# DEINE AUFGABE
Gib das gesamte folgende Material Zeile für Zeile unverändert wieder.

# BEREITGESTELLTES MATERIAL
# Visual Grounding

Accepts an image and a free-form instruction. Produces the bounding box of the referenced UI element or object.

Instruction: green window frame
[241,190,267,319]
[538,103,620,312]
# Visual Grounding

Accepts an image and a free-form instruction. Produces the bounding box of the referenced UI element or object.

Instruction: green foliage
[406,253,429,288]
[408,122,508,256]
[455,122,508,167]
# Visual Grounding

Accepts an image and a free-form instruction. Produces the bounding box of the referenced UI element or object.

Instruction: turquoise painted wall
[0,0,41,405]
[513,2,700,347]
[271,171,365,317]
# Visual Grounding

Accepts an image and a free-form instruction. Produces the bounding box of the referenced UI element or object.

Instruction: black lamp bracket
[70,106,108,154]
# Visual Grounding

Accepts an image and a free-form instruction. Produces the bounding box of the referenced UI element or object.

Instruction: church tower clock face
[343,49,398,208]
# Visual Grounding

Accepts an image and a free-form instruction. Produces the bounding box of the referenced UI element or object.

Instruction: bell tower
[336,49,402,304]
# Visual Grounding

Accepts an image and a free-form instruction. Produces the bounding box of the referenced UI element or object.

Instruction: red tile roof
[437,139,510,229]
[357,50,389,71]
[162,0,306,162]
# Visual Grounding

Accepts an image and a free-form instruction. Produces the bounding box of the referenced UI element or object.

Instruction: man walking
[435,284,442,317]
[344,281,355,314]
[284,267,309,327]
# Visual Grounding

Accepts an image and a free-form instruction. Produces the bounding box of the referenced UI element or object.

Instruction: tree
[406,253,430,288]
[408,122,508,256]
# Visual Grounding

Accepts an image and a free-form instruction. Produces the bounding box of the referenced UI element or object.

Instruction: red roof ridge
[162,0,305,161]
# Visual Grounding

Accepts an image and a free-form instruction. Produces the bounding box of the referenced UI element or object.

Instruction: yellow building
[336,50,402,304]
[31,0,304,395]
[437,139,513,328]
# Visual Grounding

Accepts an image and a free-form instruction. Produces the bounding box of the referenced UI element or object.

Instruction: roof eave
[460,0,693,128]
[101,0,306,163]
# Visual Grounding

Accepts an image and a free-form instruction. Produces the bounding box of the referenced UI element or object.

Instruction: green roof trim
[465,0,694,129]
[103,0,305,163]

# ANTWORT
# Visual Grounding

Accepts an image and a free-form instruction. Produces the bounding box of the referenced UI element or object.

Instruction: green window frame
[241,190,267,319]
[538,103,620,312]
# Visual Grounding

Accepts an image and a free-form instruction. Produces the bounding box of the referenced UI element or object.

Instruction: green foliage
[406,253,429,288]
[408,122,508,256]
[455,122,508,167]
# Visual Grounding

Accepts an image and a free-form instruction. Produces the bounding box of the referenced UI element or object.

Instruction: turquoise painted wall
[0,0,41,405]
[513,2,700,347]
[271,171,365,317]
# Visual Grounding

Accepts an image and a free-form instruction. Produces the bounding box of the referenced UI element or object.

Instruction: black lamp bracket
[70,106,108,154]
# Visual Grounding

Accepts an image and a free-form instruction. Produces the bounding box of the referenced UI element or object.

Instruction: church tower clock face
[343,49,398,208]
# Visual Grounding

Accepts an image and a free-form instruction. Produces the bounding box of the referenced UI element or object.

Instruction: bell tower
[336,49,402,304]
# Visual Grounding

Accepts an image and a free-form instruction. Produces the bounding box of the referenced UI element or object.

Instruction: red tile roof
[437,139,510,229]
[357,50,389,71]
[162,0,306,162]
# Visual Grounding

Accepts an image and a free-form instruction. Produces the bounding box of the referenced UI element or object.

Instruction: man walking
[435,284,442,317]
[344,281,355,314]
[284,267,309,327]
# Visual Grounding

Accepts an image and a free-form instruction. Produces the bounding box of the referenced UI element or object.

Instruction: tree
[406,253,430,288]
[408,122,508,256]
# Visual Grounding

Accepts an image and a free-form instruction. Produces the bounding box of the referenced UI element or object.

Instruction: red roof ridge
[162,0,305,161]
# Visual Grounding

Accepts an image and a free-form instruction. Produces the bounding box of the referenced UI element or object.

Instruction: yellow building
[336,50,402,304]
[31,0,304,395]
[437,139,513,328]
# Visual Grounding

Accepts an image and a free-form instruction. Produces the bounding box of the referenced UI element or object.

Instruction: roof eave
[460,0,693,128]
[101,0,306,163]
# Visual Grounding

Accepts an image and a free-form instruction. Produces the bounding box of the referenced UI element or object.

Instruction: green roof trim
[465,0,694,129]
[103,0,305,163]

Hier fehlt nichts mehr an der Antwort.